Text under study Block Start

Prog Lipid Res. 2013 Jul 1. pii: S0163-7827(13)00043-X. doi: 10.1016/j.plipres.2013.06.003. [Epub ahead of print]
Lipid Synthesis in Protozoan Parasites: a Comparison Between Kinetoplastids and Apicomplexans
Ramakrishnan S, Serricchio M, Striepen B, Bütikofer P.
Department of Cellular Biology, University of Georgia, Athens, GA 30602, U.S.A.
Lipid metabolism is of crucial importance for pathogens. Lipids serve as cellular building blocks, signalling molecules, energy stores, posttranslational modifiers, and pathogenesis factors. Parasites rely on a complex system of uptake and synthesis mechanisms to satisfy their lipid needs. The parameters of this system change dramatically as the parasite transits through the various stages of its life cycle. Here we discuss the tremendous recent advances that have been made in the understanding of the synthesis and uptake pathways for fatty acids and phospholipids in apicomplexan and kinetoplastid parasites, including Plasmodium, Toxoplasma, Cryptosporidium, Trypanosoma and Leishmania. Lipid synthesis differs in significant ways between parasites from both phyla and the human host. Parasites have acquired novel pathways through endosymbiosis, as in the case of the apicoplast, have dramatically reshaped substrate and product profiles, and have evolved specialized lipids to interact with or manipulate the host. These differences potentially provide opportunities for drug development. We outline the lipid pathways for key species in detail as they progress through the developmental cycle and highlight those that are of particular importance to the biology of the
pathogens and/or are the most promising targets for parasite-specific treatment.

Text under study Block End
Input data Block Start

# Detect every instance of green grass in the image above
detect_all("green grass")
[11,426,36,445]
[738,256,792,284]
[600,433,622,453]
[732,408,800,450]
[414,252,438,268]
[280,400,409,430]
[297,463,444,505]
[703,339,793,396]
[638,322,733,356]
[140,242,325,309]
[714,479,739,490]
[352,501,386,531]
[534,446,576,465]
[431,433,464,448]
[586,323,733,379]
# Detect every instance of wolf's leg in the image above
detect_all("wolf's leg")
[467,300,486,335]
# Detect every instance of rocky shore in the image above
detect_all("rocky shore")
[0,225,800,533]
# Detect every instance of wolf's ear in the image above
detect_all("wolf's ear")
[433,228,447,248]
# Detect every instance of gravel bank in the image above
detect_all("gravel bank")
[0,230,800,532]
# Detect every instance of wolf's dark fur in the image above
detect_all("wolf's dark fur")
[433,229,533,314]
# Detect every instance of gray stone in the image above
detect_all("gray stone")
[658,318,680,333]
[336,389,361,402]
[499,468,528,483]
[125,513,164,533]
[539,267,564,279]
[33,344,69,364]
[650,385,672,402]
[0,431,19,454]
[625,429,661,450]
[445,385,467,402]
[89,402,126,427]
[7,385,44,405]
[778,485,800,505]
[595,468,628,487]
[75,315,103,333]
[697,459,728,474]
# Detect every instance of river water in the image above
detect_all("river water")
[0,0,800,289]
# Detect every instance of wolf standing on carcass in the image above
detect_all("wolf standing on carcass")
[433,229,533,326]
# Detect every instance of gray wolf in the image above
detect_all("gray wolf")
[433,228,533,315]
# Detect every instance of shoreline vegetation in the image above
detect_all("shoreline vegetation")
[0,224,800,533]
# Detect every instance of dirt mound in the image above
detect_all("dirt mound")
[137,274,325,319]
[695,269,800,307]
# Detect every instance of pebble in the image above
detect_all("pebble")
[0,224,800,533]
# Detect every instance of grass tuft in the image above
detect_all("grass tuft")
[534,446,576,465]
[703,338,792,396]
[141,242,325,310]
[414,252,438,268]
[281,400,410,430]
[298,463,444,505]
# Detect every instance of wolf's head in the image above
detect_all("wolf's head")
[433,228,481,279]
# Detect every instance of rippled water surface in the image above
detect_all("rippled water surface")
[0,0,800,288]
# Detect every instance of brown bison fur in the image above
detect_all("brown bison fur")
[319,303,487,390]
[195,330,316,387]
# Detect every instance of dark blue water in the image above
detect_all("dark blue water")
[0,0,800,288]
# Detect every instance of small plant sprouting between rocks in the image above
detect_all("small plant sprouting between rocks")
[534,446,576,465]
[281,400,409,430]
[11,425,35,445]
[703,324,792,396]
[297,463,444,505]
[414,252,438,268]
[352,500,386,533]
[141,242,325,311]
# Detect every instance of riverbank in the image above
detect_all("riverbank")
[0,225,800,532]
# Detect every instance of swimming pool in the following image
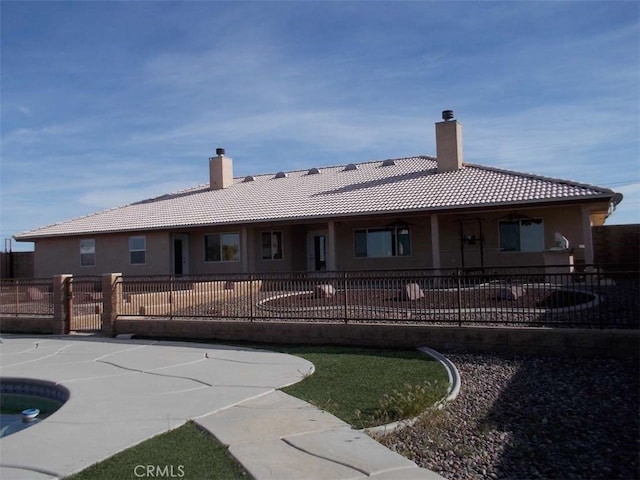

Input data Block End

• [Prompt A]:
According to the abstract on parasite lipid synthesis, by what process have parasites acquired novel pathways, as in the case of the apicoplast?
• [Prompt B]:
Transcribe the abstract on parasite lipid synthesis from "Prog Lipid Res." to "B, Bütikofer P.".

• [Expected answer A]:
Through endosymbiosis.

• [Expected answer B]:
Prog Lipid Res. 2013 Jul 1. pii: S0163-7827(13)00043-X. doi: 10.1016/j.plipres.2013.06.003. [Epub ahead of print]
Lipid Synthesis in Protozoan Parasites: a Comparison Between Kinetoplastids and Apicomplexans
Ramakrishnan S, Serricchio M, Striepen B, Bütikofer P.